Work to complete ▸ Using the records below, filter out every line that lacks "positive" and copy the rest.

Dataset entries ▸
*** Begin section ***
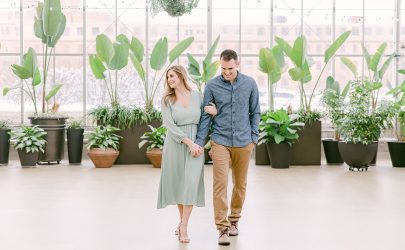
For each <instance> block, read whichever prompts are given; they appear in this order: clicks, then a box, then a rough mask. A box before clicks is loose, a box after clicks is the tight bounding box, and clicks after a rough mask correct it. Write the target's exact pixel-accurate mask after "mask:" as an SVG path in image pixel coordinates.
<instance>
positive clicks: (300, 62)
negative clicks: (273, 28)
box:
*** End section ***
*** Begin section ***
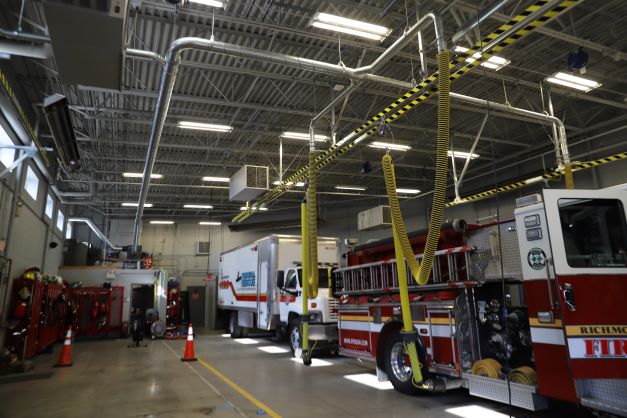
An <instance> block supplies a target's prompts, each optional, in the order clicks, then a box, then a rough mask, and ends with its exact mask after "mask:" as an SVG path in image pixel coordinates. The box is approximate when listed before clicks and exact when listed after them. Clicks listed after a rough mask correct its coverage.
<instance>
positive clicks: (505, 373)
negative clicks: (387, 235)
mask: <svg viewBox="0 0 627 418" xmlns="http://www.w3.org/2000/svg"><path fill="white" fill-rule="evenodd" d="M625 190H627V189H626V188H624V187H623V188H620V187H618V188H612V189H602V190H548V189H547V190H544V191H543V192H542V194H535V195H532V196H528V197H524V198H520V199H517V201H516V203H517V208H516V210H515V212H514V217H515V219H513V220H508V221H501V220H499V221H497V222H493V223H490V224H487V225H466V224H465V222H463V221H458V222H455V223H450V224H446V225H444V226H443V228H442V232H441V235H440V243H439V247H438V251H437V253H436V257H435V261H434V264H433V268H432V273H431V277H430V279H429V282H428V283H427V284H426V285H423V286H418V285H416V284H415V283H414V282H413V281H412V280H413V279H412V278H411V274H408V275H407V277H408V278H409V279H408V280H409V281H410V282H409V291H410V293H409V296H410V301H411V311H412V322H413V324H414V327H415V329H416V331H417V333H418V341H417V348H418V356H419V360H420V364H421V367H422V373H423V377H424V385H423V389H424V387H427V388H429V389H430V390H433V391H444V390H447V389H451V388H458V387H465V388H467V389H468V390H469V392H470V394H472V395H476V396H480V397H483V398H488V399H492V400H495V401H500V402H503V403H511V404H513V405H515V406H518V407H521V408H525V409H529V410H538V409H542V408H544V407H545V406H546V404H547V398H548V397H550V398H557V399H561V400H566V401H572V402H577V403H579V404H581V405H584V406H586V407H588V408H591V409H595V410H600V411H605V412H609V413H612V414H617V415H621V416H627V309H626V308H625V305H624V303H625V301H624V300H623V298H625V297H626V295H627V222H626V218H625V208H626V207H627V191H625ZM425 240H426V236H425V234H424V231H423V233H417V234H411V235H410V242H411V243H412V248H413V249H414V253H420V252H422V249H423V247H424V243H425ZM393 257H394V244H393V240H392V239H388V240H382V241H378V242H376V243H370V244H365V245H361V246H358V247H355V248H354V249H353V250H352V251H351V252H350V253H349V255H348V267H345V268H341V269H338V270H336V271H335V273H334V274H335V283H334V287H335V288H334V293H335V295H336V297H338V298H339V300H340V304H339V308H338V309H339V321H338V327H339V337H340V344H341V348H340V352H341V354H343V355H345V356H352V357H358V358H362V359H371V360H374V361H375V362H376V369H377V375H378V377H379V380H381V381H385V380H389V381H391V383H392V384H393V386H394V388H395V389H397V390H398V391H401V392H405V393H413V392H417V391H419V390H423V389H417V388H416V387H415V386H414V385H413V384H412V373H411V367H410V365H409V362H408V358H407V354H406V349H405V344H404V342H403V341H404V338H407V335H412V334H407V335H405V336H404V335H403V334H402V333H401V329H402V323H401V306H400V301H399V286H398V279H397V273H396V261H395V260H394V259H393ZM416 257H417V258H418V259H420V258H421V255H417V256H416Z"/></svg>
*** End section ***
Reply to the exercise ▸
positive clicks: (300, 62)
positive clicks: (505, 373)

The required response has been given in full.